Хлева от Юрия Михайловича – самый большой на Шпицбергене ледник, по которому бродят белые медведи. Справа от Юры Михайловича – «город русских призраков», ионе нем – хозяин. За спиной – гора, похожая на пирамиду Хеопса, на плече – карабин, а прямо перед Юрием Михайловичем Лукьяновым стоим мы с фотографом, и сейчас он, кажется, кому-то из нас даст в морду.

Человек непьющий

– Какой еще «домик Йохана»?! Это ты мне говоришь про «домик Йохана»! Да меня тут каждый песец знает, а у Йохана штаны на жопе и те не свои! Пока здесь я, здесь Россия, а Йохан может убираться к йохановой матери!

Видя, что мы сейчас от страха обкакаемся, Юра меняет гнев на милость:

– Ладно, пойдем, поселю вас в нашем люкс-вагончике.

Если вы до сих пор не слышали словосочетания «Русский Шпицберген», значит, вы нормальный человек, потому что во всей России о нем знает небольшая горстка людей. Возможно, вы что-то вспомните про авиакатастрофу 1996 года, когда при посадке здесь разбился ТУ-154 с нашими шахтерами. Вы тогда еще подумали, чего это они туда летели? Наверное, на норвегов колымить. А на самом деле они летели сюда к себе домой, в Россию.

Да, Шпицберген – это вроде как территория Норвегии. Но не совсем. До 1920 года она была ничья, здесь хозяйничали зверобои и угледобытчики из Англии, Голландии, Германии, Америки, России. Но чтобы представители этих цивилизованных племен окончательно не убили уникальный архипелаг, его было решено на кого-нибудь повесить. Например, на новорожденную Норвегию. Тем более что она была совсем не против, а для государств, которые всегда всерьез претендовали на эту землю (Россия, Швеция, Дания), это был приемлемый компромисс. Суверенитет Норвегии над Шпицбергеном был закреплен Парижским соглашением, который подписали ведущие страны мира. Но этот документ наделял архипелаг особым статусом: любая страна-подписант имела право вести здесь хозяйственную деятельность и норвежские власти обязались не чинить этому препятствий.

С тех пор прошло девяносто лет. Все это время Норвегия делает вид, что соблюдает каждую букву Шпицбергенского трактата, но на самом деле потихоньку его дезавуирует. Мастерски используя свое законодательство, а также делая вид, что очень печется об экологии, она медленно, но верно разворачивает ситуацию таким образом, чтобы никто, кроме нее, не мог заниматься на Свальбарде (Северная земля – так официально называется архипелаг по-норвежски) серьезным бизнесом. По сути, документ 1920 года в полной мере действует сегодня только по отношению к мелкому предпринимательству. Архипелаг является безвизовой и демилитаризованной зоной, сюда имеет право приехать любой человек мира, жить и работать здесь хоть до конца своих дней. Однако всерьез воспользоваться плодами Парижского договора и выстроить на Шпицбергене крупный бизнес удалось пока только одной стране – России. Точнее – государственному тресту «Арктикуголь». И то лишь по той причине, что свою империю он начал строить здесь еще в тридцатых годах и при мощнейшей поддержке советского государства. В результате этой деятельности на сегодняшний день здесь есть три наших поселка – Баренцбург (живой), Грумант (мертвый) и Пирамида (возрождающийся). Собственно, Юра Лукьянов и есть начальник Пирамиды и ответственный по ее возрождению. А Йохан – это немец, знаменитый шпицбергенский алкоголик, который год здесь бомжевал. Приехал в Пирамиду на последнем теплоходике и сделал вид, что опоздал. Юра мог бы отправить его восвояси вертолетом, но приютил из жалости, а теперь то и дело приезжают всякие разные и говорят: «Нам Йохан сказал, что у него тут домик есть, можно мы там поселимся?» Ну как тут не взбеситься?

-=-=-

[Задания]:
• a. Перепишите дословно фрагмент текста о Шпицбергене: начните с места, где стоят слова «Хлева от Юрия», и остановитесь после слов «к йохановой матери!».
• b. Ответьте по тексту о Шпицбергене на следующие вопросы.
(i) В каком году при посадке на Шпицбергене разбился ТУ-154 с шахтерами?
(ii) Каким соглашением был закреплен суверенитет Норвегии над Шпицбергеном?
(iii) Как официально называется архипелаг по-норвежски?
• c. Перечислите все страны, из которых, согласно тексту о Шпицбергене, до 1920 года на архипелаге хозяйничали зверобои и угледобытчики.

[Представленные данные]:
-=-=-

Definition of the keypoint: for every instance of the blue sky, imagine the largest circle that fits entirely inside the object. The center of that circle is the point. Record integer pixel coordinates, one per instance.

-=-=-

[Ответы к заданиям]:
• a.
Хлева от Юрия Михайловича – самый большой на Шпицбергене ледник, по которому бродят белые медведи. Справа от Юры Михайловича – «город русских призраков», ионе нем – хозяин. За спиной – гора, похожая на пирамиду Хеопса, на плече – карабин, а прямо перед Юрием Михайловичем Лукьяновым стоим мы с фотографом, и сейчас он, кажется, кому-то из нас даст в морду.

Человек непьющий

– Какой еще «домик Йохана»?! Это ты мне говоришь про «домик Йохана»! Да меня тут каждый песец знает, а у Йохана штаны на жопе и те не свои! Пока здесь я, здесь Россия, а Йохан может убираться к йохановой матери!

• b.
(i) В 1996 году.
(ii) Парижским соглашением.
(iii) Свальбард.

• c. Англия, Голландия, Германия, Америка, Россия.